Goal
Extract every line of the material below that contains the word "fence", copying each one in full.

═══

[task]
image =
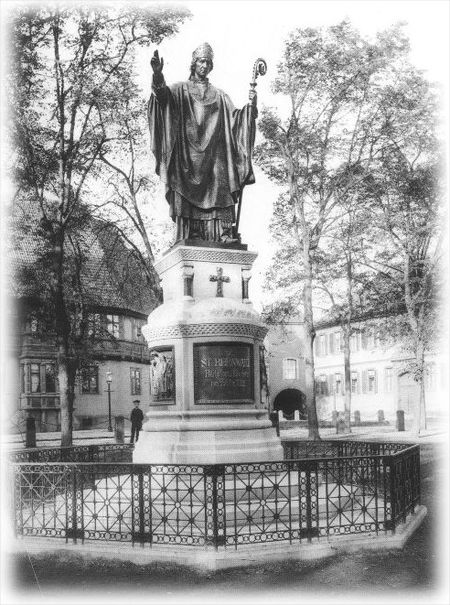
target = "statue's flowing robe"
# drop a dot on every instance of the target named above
(202, 147)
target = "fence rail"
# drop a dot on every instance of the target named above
(328, 489)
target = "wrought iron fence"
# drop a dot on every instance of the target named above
(325, 493)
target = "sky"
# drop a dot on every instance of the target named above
(242, 31)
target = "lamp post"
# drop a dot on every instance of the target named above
(108, 384)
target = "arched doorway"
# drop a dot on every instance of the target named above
(290, 400)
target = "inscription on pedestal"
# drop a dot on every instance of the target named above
(223, 373)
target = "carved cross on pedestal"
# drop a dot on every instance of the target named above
(220, 279)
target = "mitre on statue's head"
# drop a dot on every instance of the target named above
(204, 51)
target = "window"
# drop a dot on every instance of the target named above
(35, 378)
(135, 377)
(113, 325)
(430, 377)
(323, 385)
(23, 378)
(337, 342)
(50, 378)
(354, 342)
(331, 344)
(338, 384)
(323, 344)
(354, 382)
(372, 381)
(90, 379)
(94, 324)
(290, 369)
(388, 379)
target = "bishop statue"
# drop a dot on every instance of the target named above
(202, 147)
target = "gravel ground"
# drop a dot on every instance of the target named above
(402, 576)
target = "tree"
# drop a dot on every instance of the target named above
(69, 70)
(332, 80)
(406, 195)
(130, 187)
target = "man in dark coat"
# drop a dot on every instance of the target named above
(202, 147)
(137, 418)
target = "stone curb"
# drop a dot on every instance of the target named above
(209, 559)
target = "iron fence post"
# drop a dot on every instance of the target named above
(141, 507)
(215, 504)
(74, 504)
(392, 485)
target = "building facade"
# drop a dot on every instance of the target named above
(117, 367)
(381, 381)
(286, 369)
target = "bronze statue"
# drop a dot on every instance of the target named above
(203, 147)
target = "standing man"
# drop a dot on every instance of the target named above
(202, 147)
(136, 417)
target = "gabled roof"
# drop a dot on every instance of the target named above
(112, 276)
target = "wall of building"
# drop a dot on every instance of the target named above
(286, 365)
(380, 380)
(124, 354)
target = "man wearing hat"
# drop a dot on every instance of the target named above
(137, 418)
(202, 146)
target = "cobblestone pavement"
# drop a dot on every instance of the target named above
(411, 575)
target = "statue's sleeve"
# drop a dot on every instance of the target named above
(162, 121)
(244, 130)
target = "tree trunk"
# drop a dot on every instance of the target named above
(421, 419)
(66, 401)
(313, 423)
(347, 377)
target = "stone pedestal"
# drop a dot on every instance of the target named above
(206, 342)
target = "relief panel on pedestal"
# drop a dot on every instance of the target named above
(223, 373)
(162, 376)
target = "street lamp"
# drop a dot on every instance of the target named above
(108, 384)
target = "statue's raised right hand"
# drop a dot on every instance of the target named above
(157, 63)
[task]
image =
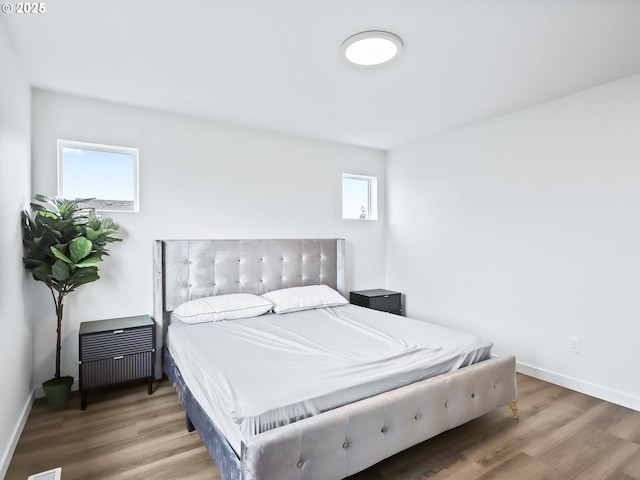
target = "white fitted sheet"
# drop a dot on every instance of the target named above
(255, 374)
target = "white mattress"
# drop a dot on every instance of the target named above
(255, 374)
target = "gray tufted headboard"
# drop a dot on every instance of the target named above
(188, 269)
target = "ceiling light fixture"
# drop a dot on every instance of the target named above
(372, 48)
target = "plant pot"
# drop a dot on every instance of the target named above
(58, 391)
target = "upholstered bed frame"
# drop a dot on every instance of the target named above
(337, 443)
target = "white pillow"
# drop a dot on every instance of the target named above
(304, 298)
(222, 307)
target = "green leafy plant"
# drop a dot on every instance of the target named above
(63, 243)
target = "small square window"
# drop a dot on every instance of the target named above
(359, 197)
(106, 173)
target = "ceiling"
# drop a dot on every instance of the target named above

═══

Correct response
target = "fence rail"
target = "wrought iron fence"
target = "iron fence post"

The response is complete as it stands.